• [WHAT TO WORK ON]: Rewrite the lines below as a numbered list, omitting any blank lines.

• [INFORMATION PROVIDED]:

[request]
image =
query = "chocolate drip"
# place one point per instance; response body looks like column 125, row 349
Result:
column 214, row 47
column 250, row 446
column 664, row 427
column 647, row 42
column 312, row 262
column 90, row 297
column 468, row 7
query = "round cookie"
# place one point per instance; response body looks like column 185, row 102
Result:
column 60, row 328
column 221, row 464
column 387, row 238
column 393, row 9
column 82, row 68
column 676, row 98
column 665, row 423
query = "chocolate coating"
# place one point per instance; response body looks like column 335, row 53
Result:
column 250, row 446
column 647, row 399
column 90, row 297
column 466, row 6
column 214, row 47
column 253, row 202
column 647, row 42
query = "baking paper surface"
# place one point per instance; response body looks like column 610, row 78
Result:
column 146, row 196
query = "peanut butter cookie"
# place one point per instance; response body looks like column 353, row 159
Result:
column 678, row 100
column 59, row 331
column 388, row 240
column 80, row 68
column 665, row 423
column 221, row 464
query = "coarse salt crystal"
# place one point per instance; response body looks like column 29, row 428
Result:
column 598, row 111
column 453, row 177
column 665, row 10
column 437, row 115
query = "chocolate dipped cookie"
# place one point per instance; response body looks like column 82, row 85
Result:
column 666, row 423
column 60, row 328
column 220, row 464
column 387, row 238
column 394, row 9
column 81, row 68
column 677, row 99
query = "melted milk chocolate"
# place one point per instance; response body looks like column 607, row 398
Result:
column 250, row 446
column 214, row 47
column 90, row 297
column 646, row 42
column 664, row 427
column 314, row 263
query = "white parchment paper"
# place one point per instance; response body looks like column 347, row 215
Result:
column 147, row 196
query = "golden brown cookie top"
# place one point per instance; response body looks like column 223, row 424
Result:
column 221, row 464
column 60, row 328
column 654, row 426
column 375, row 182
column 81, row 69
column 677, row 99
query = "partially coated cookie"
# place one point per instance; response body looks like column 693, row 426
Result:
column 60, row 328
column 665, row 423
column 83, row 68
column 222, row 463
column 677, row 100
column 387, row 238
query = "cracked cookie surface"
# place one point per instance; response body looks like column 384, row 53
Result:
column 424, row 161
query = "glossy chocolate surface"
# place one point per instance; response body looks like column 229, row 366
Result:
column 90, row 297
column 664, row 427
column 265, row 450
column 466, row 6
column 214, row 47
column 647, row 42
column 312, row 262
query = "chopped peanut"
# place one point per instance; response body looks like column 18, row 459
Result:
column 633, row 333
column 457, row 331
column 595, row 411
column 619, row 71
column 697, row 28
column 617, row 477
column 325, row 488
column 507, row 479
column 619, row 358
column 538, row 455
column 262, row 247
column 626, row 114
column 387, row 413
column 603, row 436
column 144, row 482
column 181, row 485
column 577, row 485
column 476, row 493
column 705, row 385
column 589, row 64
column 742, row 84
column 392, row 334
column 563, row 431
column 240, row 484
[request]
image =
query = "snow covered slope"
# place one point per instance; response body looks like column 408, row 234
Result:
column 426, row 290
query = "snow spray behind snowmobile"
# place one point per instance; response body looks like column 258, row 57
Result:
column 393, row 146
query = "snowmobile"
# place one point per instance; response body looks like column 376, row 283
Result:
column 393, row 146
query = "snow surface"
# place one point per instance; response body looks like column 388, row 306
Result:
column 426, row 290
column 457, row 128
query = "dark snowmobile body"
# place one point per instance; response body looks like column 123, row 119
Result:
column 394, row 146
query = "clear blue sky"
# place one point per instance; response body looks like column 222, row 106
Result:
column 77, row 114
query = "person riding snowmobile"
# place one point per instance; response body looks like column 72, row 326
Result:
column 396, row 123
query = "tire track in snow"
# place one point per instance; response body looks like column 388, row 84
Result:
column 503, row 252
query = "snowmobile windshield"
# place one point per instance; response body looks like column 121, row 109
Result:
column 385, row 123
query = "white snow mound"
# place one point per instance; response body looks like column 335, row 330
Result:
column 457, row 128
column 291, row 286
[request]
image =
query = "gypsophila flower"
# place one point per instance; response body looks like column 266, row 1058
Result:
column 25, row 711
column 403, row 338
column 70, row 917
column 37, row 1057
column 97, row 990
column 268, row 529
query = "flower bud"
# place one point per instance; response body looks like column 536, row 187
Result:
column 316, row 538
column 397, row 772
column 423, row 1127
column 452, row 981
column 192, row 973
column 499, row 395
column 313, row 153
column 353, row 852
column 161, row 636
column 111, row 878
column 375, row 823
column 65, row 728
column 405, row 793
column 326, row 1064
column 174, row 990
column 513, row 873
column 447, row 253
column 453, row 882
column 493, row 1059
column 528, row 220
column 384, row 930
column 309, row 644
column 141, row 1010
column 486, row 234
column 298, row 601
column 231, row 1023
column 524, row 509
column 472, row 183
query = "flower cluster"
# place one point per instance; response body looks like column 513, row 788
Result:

• [RESULT BELOW]:
1. [request]
2. image =
3. query = "chocolate drip"
4. # place one point per instance; response body looks like column 125, row 349
5. Result:
6. column 214, row 47
7. column 250, row 446
8. column 664, row 427
9. column 647, row 42
10. column 312, row 262
11. column 90, row 297
12. column 468, row 7
13. query = "round cookie"
14. # place one point per instance; response body looks like column 185, row 102
15. Result:
16. column 60, row 328
17. column 221, row 464
18. column 387, row 238
19. column 393, row 9
20. column 82, row 68
21. column 676, row 98
22. column 665, row 423
23. query = "chocolate coating"
24. # place one point per instance; response body looks like column 335, row 53
25. Result:
26. column 250, row 446
27. column 647, row 399
28. column 90, row 297
29. column 466, row 6
30. column 214, row 47
31. column 253, row 202
32. column 647, row 42
33. query = "baking paper surface"
34. # place one point per instance; response body looks like column 610, row 78
35. Result:
36. column 146, row 196
37. query = "peanut butter cookie"
38. # place one point per instance; response body looks like column 353, row 159
39. Result:
40. column 678, row 100
41. column 59, row 331
42. column 388, row 240
43. column 80, row 68
44. column 665, row 423
45. column 221, row 464
46. query = "coarse salt crystal"
47. # place one point per instance; response body looks like column 29, row 428
48. Result:
49. column 598, row 111
50. column 453, row 177
51. column 665, row 10
52. column 437, row 115
53. query = "chocolate dipped cookie"
54. # place one point per instance; response body looks like column 82, row 85
55. Result:
56. column 666, row 423
57. column 60, row 328
58. column 220, row 464
59. column 387, row 238
60. column 394, row 9
61. column 81, row 68
62. column 677, row 99
63. query = "melted milk chocolate"
64. # place one point per instance; response body looks like column 607, row 398
65. Result:
66. column 250, row 446
67. column 214, row 47
68. column 90, row 297
69. column 646, row 42
70. column 664, row 427
71. column 314, row 263
72. query = "white parchment paper"
73. # place one point per instance; response body looks like column 347, row 215
74. Result:
75. column 147, row 196
76. query = "golden brown cookie top"
77. # place one point per instance; response body looks like column 223, row 424
78. Result:
79. column 221, row 464
80. column 60, row 328
81. column 654, row 426
82. column 375, row 182
83. column 81, row 69
84. column 677, row 99
85. query = "partially coated cookie"
86. # place one point per instance; response body looks like column 693, row 426
87. Result:
88. column 60, row 328
89. column 665, row 423
90. column 83, row 68
91. column 222, row 463
92. column 677, row 100
93. column 387, row 238
94. query = "cracked cookie surface"
95. # place one point per instance; response body looks like column 384, row 53
96. Result:
97. column 424, row 161
98. query = "glossy chocolate surface"
99. # place one point per instance; response body looks like column 229, row 366
100. Result:
101. column 90, row 297
102. column 664, row 427
103. column 265, row 450
104. column 466, row 6
105. column 214, row 47
106. column 647, row 42
107. column 312, row 262
108. query = "chopped peanut"
109. # place one point per instance; response body looks like column 18, row 459
110. Result:
111. column 633, row 333
112. column 457, row 331
113. column 595, row 411
114. column 619, row 71
115. column 697, row 28
116. column 617, row 477
117. column 325, row 488
118. column 507, row 479
119. column 619, row 358
120. column 538, row 455
121. column 262, row 247
122. column 626, row 114
123. column 387, row 413
124. column 603, row 436
125. column 144, row 482
126. column 181, row 485
127. column 577, row 485
128. column 476, row 493
129. column 705, row 385
130. column 589, row 64
131. column 742, row 84
132. column 392, row 334
133. column 563, row 431
134. column 240, row 484
135. [request]
136. image =
137. query = "snow covered slope"
138. # place one point per instance; response body looks like column 408, row 234
139. Result:
140. column 426, row 290
141. query = "snow spray behind snowmobile"
142. # place one point per instance; response body looks like column 258, row 57
143. Result:
144. column 393, row 146
145. query = "snowmobile"
146. # place one point per instance; response body looks like column 376, row 283
147. Result:
148. column 393, row 146
149. query = "snow surface"
150. # place one point per instance; response body looks like column 388, row 306
151. Result:
152. column 426, row 290
153. column 457, row 128
154. query = "dark snowmobile body"
155. # place one point per instance; response body looks like column 123, row 119
156. Result:
157. column 394, row 146
158. query = "clear blue sky"
159. # place one point per instance; response body looks like column 222, row 106
160. Result:
161. column 77, row 114
162. query = "person riding snowmobile"
163. # place one point per instance; response body looks like column 72, row 326
164. Result:
165. column 396, row 123
166. query = "tire track in snow"
167. # place one point per instance; response body looks like column 388, row 84
168. Result:
169. column 503, row 252
170. query = "snowmobile windshield"
171. # place one point per instance; response body looks like column 121, row 109
172. Result:
173. column 385, row 123
174. query = "white snow mound"
175. # place one point per instance; response body looks like column 335, row 330
176. Result:
177. column 457, row 128
178. column 291, row 286
179. [request]
180. image =
181. query = "gypsophila flower"
182. # place one point per instance; response body looks like column 266, row 1058
183. Result:
184. column 25, row 711
185. column 403, row 338
186. column 70, row 917
187. column 37, row 1057
188. column 97, row 990
189. column 268, row 529
190. query = "flower bud"
191. # place one point per instance; response body looks like column 536, row 187
192. Result:
193. column 316, row 538
194. column 397, row 772
195. column 423, row 1127
196. column 452, row 981
197. column 192, row 973
198. column 499, row 395
199. column 313, row 153
200. column 353, row 852
201. column 161, row 636
202. column 111, row 878
203. column 375, row 823
204. column 65, row 728
205. column 405, row 793
206. column 326, row 1064
207. column 174, row 990
208. column 513, row 873
209. column 447, row 253
210. column 453, row 882
211. column 493, row 1059
212. column 528, row 220
213. column 384, row 930
214. column 309, row 644
215. column 141, row 1010
216. column 486, row 234
217. column 298, row 601
218. column 231, row 1023
219. column 524, row 509
220. column 472, row 183
221. query = "flower cluster"
222. # place one point per instance; response body looks like column 513, row 788
223. Result:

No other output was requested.